*PROBLEM STATEMENT*
Starting with the line that contains "the form (152,97)." and going on through the end of the rows, switch every "Target" to "Object" and give those lines back otherwise unchanged, leaving the pictures out.

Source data
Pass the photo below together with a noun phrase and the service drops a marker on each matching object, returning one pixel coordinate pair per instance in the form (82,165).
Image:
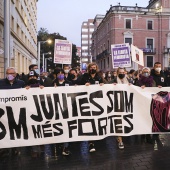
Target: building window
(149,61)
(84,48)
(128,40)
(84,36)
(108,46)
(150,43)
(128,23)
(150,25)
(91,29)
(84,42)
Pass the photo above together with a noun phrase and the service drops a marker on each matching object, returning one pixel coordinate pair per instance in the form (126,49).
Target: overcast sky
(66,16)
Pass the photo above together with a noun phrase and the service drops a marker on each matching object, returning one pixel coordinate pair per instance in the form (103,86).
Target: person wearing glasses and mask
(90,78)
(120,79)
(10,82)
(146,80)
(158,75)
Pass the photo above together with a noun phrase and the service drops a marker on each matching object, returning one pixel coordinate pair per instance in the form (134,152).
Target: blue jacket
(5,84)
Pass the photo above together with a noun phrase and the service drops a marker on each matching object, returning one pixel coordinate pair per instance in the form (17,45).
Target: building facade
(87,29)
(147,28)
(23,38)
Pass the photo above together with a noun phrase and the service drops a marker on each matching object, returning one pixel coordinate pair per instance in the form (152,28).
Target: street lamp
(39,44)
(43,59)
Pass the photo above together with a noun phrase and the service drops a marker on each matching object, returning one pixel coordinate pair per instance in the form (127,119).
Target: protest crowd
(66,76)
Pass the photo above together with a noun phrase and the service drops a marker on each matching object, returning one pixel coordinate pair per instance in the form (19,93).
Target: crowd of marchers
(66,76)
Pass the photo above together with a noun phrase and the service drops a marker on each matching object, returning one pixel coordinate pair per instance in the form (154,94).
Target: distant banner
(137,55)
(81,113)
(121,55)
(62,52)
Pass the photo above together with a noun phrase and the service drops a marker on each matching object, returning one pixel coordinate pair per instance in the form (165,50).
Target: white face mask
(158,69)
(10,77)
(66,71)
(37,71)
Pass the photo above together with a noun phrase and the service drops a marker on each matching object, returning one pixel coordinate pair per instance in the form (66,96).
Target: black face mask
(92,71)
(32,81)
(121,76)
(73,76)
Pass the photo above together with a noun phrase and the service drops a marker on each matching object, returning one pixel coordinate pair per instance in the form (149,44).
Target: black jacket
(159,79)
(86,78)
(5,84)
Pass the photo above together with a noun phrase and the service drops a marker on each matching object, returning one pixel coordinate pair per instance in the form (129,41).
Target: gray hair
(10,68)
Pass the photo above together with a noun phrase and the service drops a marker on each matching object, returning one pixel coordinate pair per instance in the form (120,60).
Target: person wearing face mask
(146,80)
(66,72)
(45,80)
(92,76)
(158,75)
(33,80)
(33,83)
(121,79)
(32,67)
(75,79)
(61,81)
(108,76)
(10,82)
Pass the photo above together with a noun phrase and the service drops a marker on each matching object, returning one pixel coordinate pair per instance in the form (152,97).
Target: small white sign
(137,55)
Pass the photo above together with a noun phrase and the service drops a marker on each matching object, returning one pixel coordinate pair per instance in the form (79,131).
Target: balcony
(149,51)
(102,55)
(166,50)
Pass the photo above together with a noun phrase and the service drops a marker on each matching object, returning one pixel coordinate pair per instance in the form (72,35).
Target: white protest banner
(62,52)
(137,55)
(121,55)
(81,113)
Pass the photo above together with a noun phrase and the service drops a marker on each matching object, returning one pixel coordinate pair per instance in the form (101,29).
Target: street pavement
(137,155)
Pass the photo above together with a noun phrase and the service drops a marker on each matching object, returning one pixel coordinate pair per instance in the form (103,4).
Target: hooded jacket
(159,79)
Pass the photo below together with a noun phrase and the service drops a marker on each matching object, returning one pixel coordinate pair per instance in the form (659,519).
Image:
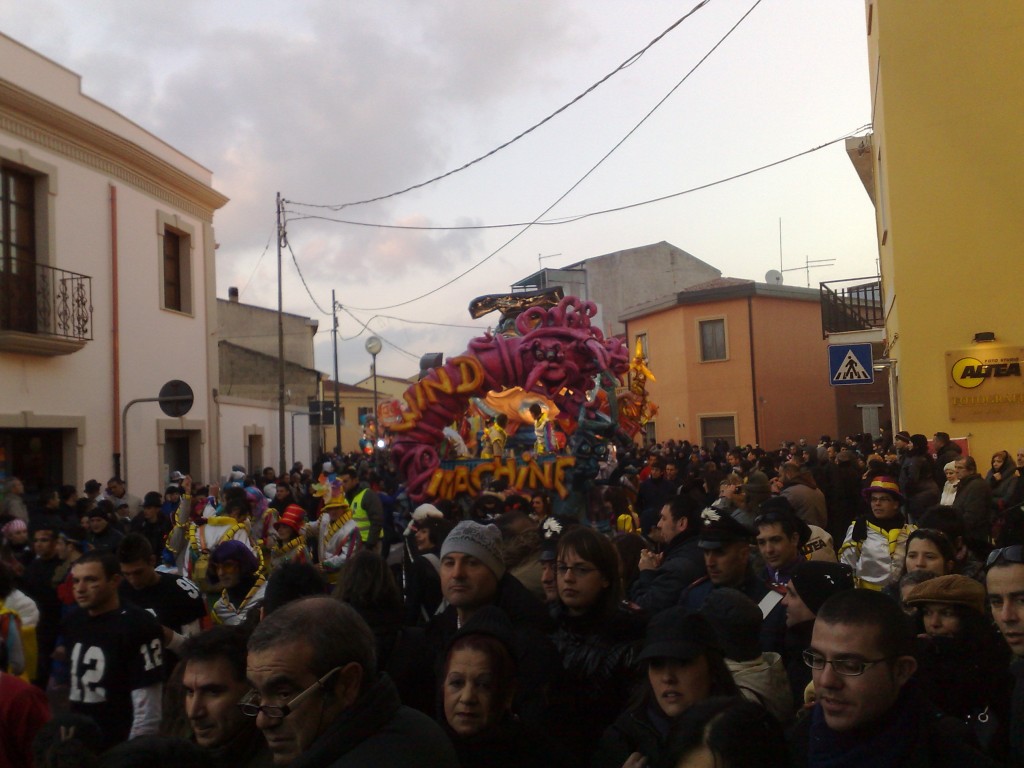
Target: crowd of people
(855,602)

*OUTPUT FOR THIS TASK*
Pass the photo above together with a noun phrase and the service drops a marker on each matching object, returning one pixel coordinate pair per instance in the form (152,97).
Object: small white sign
(137,55)
Pass the photo above together with a noun phrase and the service drops a marker on each matching object, returning one pixel coordinate pair per instance in the form (79,131).
Object: balcony
(149,51)
(102,55)
(166,50)
Pass the photo above together with a noun phrase and the service drops a marker on each matching object, returning one pixel coordinate pair per instance in the form (72,35).
Object: white protest banner
(62,52)
(137,55)
(121,55)
(81,113)
Pass the photo above together with a noun phrase and the service drops a marker on each matching object, returning one pixel coordinate pair per instance in the form (101,29).
Object: street pavement
(137,155)
Pass the photo above together with a noun phrase and the service drops a marker on each matching object, returning one pixel coordinate pair per instance in the form (103,4).
Object: hooded jacket
(159,79)
Pass the photo below together with a noun phrase and the service drops a marker on each matching object, returning one pixel coordinate pair per instance in the form (659,519).
Image:
Object: crowd of people
(855,602)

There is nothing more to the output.